_WHAT THIS TASK INVOLVES_: Copy out every line of the items below word for word, leaving out the pictures.

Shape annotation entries

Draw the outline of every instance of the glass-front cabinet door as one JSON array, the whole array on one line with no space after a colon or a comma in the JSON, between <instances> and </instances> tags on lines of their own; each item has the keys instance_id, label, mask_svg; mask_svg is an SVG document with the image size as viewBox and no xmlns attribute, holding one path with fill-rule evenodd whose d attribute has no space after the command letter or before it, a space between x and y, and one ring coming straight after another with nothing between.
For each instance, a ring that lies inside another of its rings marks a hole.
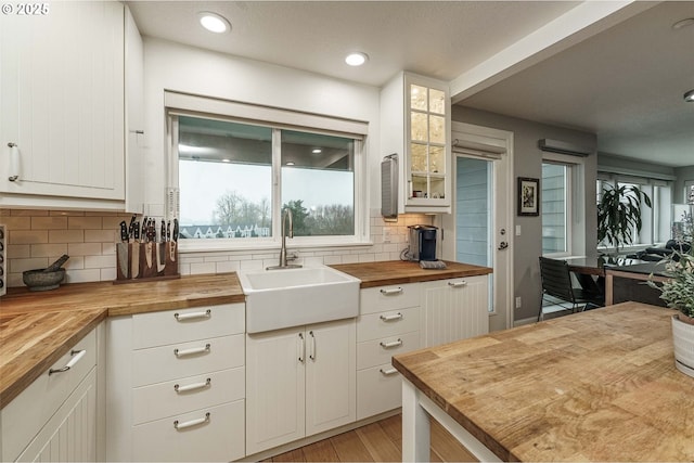
<instances>
[{"instance_id":1,"label":"glass-front cabinet door","mask_svg":"<svg viewBox=\"0 0 694 463\"><path fill-rule=\"evenodd\" d=\"M406 206L450 207L450 102L447 88L407 75Z\"/></svg>"}]
</instances>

_WRITTEN SOLUTION_:
Draw the outline of every instance of the glass-front cabinet door as one JSON array, the whole array on one line with no space after a colon or a comma in the JSON, between <instances> and </instances> tags on lines of their own; each item has the keys instance_id, label, mask_svg; mask_svg is an SVG document with the image size as viewBox and no xmlns attribute, holding one path with fill-rule evenodd whose d attribute has no space after the command letter or before it, a space between x and y, and one ring coming straight after another with nothing between.
For each instance, a ring that lies inside another of its rings marks a hole.
<instances>
[{"instance_id":1,"label":"glass-front cabinet door","mask_svg":"<svg viewBox=\"0 0 694 463\"><path fill-rule=\"evenodd\" d=\"M406 206L450 207L450 102L447 88L407 75Z\"/></svg>"}]
</instances>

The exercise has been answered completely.